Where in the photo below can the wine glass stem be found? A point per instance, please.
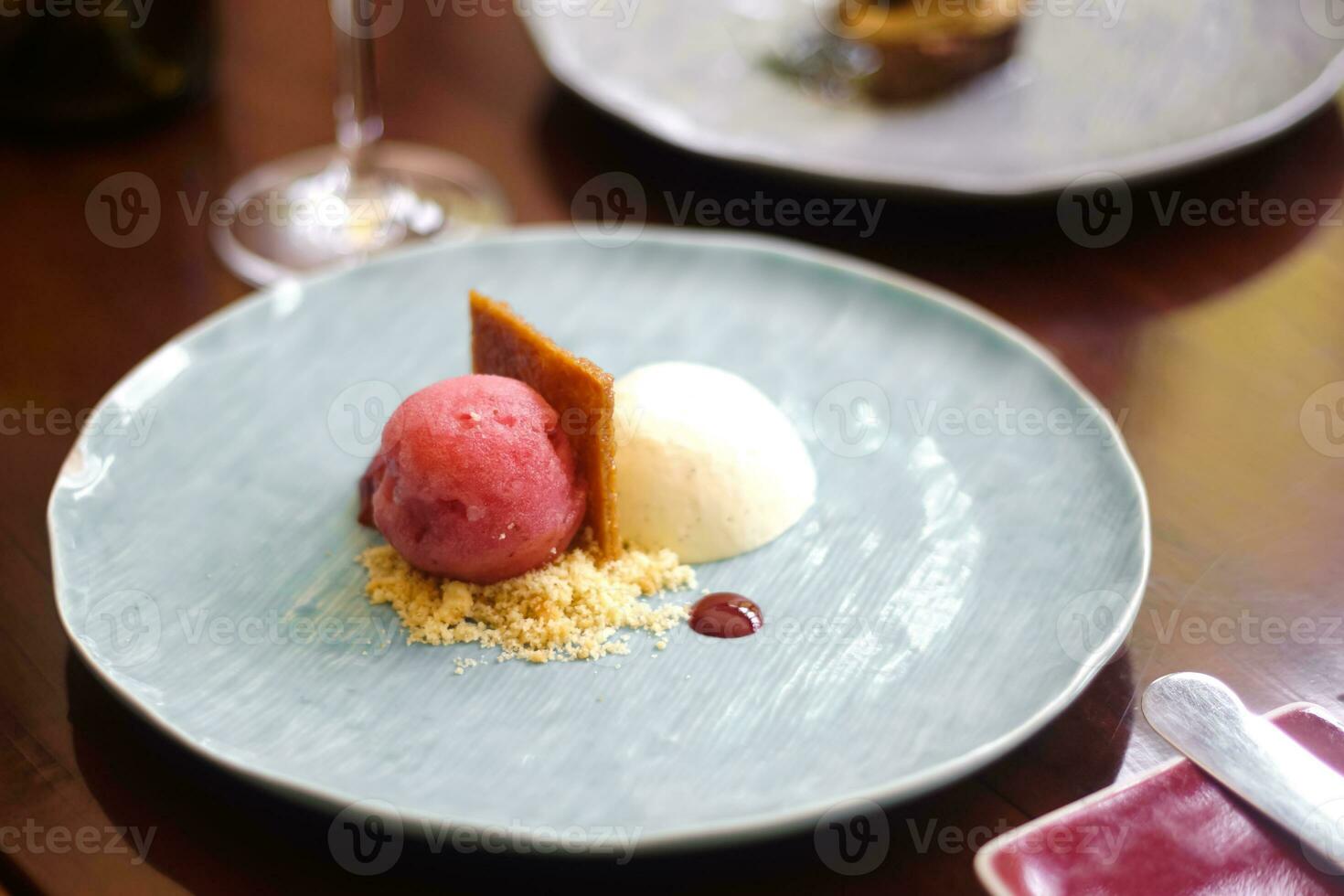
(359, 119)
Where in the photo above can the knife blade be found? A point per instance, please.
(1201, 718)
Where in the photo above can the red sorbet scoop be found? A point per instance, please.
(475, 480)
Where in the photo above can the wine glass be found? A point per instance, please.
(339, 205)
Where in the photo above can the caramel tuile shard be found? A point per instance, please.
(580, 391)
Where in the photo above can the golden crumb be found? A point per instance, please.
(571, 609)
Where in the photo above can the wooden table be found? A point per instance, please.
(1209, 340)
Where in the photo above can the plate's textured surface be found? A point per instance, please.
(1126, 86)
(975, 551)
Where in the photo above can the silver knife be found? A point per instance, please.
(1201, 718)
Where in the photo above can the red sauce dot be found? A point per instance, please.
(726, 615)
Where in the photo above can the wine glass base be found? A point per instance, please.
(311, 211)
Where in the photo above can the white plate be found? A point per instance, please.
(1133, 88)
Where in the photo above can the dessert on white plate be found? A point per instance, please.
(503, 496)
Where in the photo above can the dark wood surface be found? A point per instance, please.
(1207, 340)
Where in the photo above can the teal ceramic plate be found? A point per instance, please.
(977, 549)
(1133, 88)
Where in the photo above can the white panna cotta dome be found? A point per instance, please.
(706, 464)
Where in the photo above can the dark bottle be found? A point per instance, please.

☆ ☆ ☆ ☆ ☆

Written problem — Print the whole listing above once more, word for word, without its pictures.

The result —
Where in the photo below can the wine glass stem be found? A point per instance, please.
(359, 119)
Where in the photo above can the knife blade be found? A point per instance, please.
(1201, 718)
Where in the photo above can the red sorbet scoop be found? A point per instance, please.
(475, 480)
Where in the photo above can the wine glass be found? A point per instance, please.
(339, 205)
Where in the photo above can the caramel tuile shard be found? A point per instance, please.
(580, 391)
Where in the photo above can the golden crumb be found? A point per instance, please.
(571, 609)
Where in the photo above can the wooden table be found? A point per instance, please.
(1209, 340)
Where in the photo above can the plate's textured surface be found? A point per instance, please.
(1126, 86)
(975, 551)
Where in the photo above can the silver knife be found? A point per instance, please.
(1201, 718)
Where in the photo above can the red sauce dot be found? A point per instance, please.
(726, 615)
Where in the photo above can the wine glass base be found? A point per instance, please.
(311, 211)
Where in the photo above can the white plate be found? A point per instance, please.
(1133, 88)
Where in the photo above can the dessert on white plate be found? A point per instance, please.
(503, 496)
Where in the photo above can the dark wood surface be found? A point per instance, please.
(1207, 340)
Where in the photo above can the teal ceramic plate be found? A point per instance, please.
(977, 549)
(1133, 88)
Where in the photo above can the white panna cotta dome be found? A point per instance, please.
(706, 464)
Where in the photo above can the dark bottle be found? A point per instance, please.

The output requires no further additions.